*GIVEN INSTRUCTION*.
Before reading the material below, list each of its lines that contains the string "arched".
* start RECORDS *
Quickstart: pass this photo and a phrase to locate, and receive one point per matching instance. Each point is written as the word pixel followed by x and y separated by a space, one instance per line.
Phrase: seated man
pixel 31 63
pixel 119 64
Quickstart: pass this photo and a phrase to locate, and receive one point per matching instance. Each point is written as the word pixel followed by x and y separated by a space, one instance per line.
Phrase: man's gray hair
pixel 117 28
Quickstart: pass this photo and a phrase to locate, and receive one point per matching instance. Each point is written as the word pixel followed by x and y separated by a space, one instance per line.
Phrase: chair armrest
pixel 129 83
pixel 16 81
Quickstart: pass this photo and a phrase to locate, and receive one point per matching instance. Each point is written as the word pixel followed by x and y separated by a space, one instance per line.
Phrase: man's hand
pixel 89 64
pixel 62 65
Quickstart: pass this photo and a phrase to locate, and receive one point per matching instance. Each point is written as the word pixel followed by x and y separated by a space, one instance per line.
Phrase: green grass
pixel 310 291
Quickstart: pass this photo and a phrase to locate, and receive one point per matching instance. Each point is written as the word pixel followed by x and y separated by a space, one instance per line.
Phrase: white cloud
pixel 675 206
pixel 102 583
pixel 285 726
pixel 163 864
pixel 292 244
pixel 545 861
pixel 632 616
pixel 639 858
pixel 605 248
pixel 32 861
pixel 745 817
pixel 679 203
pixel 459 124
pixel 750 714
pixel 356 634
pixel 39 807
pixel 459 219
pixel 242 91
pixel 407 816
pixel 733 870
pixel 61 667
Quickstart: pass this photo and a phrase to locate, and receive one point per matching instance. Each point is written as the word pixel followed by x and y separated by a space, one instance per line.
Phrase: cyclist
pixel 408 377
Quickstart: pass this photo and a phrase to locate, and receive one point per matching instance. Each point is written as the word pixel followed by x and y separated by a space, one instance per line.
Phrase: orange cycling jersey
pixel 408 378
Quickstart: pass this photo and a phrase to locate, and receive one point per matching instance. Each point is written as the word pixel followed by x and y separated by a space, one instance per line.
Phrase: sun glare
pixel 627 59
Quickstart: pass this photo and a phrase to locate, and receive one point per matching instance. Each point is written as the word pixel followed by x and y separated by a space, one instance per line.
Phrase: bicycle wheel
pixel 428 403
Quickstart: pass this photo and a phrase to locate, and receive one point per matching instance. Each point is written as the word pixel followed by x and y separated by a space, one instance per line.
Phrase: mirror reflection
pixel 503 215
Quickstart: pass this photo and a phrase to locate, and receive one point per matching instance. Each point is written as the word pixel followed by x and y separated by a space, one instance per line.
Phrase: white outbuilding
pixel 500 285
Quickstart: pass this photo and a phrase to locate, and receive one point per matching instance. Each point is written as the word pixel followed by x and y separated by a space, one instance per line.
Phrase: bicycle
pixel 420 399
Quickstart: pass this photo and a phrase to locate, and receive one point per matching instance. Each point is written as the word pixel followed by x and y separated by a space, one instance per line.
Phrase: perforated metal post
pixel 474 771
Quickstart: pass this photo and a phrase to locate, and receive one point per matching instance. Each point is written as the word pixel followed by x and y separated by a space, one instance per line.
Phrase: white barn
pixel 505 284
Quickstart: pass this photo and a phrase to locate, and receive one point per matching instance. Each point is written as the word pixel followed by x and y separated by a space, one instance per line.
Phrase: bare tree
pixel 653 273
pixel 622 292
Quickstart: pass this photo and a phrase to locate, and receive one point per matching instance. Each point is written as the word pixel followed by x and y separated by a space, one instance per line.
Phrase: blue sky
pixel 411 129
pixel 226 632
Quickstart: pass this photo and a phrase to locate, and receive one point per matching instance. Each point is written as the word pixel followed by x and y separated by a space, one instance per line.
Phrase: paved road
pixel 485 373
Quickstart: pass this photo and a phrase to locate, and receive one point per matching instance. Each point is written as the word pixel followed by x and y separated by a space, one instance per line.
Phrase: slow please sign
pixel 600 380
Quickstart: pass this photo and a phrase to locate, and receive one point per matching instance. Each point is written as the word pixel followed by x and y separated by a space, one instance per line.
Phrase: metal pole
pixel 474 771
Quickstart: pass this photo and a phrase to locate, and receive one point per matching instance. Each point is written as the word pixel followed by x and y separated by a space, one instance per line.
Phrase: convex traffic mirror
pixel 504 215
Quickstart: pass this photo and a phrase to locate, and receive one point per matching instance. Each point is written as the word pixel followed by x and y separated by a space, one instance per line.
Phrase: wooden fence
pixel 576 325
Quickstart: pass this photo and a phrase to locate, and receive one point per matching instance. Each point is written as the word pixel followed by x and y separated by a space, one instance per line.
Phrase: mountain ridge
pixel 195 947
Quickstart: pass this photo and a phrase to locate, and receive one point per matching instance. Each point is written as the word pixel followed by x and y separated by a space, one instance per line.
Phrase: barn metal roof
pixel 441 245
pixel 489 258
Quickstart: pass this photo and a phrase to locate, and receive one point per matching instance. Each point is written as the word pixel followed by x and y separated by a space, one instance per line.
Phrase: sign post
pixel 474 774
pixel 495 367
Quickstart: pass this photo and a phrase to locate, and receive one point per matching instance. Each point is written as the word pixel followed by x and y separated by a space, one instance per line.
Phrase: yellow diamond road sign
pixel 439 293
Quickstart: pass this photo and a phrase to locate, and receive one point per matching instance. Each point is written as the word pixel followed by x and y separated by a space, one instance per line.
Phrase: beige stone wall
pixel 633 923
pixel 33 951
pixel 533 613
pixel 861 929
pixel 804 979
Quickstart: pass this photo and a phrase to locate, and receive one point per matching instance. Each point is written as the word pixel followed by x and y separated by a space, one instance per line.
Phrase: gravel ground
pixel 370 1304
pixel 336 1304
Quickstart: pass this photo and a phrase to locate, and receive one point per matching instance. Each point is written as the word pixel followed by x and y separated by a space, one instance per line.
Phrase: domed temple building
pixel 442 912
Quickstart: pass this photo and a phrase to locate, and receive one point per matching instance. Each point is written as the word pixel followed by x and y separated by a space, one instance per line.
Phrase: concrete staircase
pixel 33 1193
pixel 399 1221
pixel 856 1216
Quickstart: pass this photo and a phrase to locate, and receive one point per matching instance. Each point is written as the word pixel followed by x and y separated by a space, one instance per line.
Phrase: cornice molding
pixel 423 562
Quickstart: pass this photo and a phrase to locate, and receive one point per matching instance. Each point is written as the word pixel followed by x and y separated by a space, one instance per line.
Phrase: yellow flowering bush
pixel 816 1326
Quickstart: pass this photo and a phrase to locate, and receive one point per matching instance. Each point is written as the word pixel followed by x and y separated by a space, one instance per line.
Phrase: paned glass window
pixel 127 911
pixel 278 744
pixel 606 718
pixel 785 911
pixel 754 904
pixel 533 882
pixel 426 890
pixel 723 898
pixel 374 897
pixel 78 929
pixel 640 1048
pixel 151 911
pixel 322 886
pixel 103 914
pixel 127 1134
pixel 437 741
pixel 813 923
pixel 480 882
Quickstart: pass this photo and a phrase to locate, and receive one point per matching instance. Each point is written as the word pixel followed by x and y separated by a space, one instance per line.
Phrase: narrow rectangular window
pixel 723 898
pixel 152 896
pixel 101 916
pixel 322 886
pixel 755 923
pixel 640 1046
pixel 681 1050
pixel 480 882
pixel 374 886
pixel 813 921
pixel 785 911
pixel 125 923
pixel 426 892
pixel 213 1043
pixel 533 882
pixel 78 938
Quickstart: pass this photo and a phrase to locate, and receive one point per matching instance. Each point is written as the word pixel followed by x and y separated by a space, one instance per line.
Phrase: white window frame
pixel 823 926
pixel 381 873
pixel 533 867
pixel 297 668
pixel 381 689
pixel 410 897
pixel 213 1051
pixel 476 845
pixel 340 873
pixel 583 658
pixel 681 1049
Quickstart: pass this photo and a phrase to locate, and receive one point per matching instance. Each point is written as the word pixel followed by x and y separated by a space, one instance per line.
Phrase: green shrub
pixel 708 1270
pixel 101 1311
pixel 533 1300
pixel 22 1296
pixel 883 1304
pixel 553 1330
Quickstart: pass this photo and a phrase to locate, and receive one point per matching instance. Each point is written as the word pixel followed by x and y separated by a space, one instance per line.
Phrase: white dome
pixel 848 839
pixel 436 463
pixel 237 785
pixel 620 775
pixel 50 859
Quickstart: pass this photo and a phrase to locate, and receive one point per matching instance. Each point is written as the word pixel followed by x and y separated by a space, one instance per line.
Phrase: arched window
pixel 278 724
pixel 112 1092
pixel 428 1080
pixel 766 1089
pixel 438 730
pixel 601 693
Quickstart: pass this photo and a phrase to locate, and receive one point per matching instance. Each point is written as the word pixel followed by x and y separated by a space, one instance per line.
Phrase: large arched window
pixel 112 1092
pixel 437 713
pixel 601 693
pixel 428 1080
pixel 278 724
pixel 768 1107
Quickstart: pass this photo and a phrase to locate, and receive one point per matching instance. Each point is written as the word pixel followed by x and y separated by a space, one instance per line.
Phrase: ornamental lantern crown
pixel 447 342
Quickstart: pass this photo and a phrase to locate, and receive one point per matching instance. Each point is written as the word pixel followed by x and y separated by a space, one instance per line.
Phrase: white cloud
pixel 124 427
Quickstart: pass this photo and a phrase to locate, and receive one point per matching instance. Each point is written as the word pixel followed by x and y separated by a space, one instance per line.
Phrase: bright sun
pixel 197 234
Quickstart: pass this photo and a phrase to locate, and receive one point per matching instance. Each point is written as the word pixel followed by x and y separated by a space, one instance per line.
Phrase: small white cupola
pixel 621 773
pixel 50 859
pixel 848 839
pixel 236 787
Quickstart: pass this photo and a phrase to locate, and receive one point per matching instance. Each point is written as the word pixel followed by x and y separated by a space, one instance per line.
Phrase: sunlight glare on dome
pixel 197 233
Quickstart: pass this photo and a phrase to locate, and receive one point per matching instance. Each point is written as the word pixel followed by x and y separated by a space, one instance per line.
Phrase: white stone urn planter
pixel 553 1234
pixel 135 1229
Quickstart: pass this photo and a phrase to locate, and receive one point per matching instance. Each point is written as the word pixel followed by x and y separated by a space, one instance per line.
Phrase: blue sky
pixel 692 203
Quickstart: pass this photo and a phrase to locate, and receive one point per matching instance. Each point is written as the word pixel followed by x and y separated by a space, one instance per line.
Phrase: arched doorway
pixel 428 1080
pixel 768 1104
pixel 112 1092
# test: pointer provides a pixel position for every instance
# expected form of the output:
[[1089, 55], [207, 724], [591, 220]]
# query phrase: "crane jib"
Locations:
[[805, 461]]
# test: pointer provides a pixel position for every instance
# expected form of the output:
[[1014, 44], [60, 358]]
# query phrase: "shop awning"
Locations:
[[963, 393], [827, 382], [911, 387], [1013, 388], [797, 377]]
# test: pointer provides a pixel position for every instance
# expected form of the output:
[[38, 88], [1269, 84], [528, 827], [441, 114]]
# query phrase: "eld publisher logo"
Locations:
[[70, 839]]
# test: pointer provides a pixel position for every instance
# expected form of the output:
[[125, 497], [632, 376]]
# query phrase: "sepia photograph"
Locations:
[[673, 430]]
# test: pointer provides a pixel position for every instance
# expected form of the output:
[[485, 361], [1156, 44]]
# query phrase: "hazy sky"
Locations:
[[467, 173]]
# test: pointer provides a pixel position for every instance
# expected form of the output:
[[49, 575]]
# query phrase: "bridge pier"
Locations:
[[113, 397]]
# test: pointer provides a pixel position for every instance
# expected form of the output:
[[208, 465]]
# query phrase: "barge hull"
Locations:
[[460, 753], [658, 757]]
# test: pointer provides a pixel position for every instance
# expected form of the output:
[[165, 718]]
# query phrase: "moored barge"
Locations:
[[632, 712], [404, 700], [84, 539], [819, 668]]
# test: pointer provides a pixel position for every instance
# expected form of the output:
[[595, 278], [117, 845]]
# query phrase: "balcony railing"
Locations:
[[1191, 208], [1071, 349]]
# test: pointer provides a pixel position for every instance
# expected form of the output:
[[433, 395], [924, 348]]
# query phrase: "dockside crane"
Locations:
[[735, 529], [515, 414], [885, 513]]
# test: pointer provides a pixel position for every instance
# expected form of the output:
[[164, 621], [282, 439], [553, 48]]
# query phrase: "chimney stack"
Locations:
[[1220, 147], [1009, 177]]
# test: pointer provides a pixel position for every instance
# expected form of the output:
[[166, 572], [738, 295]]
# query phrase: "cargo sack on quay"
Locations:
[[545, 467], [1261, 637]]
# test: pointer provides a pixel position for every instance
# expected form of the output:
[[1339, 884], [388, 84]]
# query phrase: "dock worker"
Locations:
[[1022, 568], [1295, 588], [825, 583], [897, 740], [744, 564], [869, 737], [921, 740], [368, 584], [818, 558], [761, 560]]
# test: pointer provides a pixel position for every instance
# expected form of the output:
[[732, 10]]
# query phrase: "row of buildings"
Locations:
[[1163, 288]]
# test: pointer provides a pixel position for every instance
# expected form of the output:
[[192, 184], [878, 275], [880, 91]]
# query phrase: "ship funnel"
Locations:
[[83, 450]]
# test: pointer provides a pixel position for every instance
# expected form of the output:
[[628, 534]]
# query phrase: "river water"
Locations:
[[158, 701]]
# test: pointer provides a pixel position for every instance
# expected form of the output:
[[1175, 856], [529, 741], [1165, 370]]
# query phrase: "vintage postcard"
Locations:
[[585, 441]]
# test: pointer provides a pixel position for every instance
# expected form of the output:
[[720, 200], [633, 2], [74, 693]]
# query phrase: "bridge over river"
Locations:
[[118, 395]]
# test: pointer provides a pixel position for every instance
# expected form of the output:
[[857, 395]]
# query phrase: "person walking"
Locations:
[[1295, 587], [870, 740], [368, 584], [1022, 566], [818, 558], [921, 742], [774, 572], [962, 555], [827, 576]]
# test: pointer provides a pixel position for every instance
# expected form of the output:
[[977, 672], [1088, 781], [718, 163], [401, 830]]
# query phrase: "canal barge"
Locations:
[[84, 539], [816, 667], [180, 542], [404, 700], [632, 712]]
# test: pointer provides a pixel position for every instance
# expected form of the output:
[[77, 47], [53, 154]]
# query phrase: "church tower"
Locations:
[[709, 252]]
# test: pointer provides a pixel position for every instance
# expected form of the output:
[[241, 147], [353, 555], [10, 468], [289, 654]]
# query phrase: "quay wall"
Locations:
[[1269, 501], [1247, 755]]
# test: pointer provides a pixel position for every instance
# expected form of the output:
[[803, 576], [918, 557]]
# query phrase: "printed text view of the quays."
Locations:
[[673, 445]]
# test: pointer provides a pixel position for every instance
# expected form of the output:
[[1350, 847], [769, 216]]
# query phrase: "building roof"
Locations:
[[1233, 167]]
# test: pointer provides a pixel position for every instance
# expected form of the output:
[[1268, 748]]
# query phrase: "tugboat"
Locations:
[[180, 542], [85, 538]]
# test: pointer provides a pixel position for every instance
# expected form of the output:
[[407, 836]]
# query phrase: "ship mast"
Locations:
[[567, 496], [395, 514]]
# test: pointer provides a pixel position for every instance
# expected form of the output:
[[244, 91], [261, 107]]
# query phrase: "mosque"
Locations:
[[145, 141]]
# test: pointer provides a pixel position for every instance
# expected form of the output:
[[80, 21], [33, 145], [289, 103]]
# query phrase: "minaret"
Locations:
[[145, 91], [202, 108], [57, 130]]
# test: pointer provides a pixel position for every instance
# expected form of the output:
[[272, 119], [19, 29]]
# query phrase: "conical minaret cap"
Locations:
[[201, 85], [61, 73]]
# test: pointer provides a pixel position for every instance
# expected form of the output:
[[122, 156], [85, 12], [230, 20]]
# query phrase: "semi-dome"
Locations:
* end RECORDS *
*SOLUTION FOR THIS PROBLEM*.
Phrase: arched window
Phrase: large arched window
Phrase: arched doorway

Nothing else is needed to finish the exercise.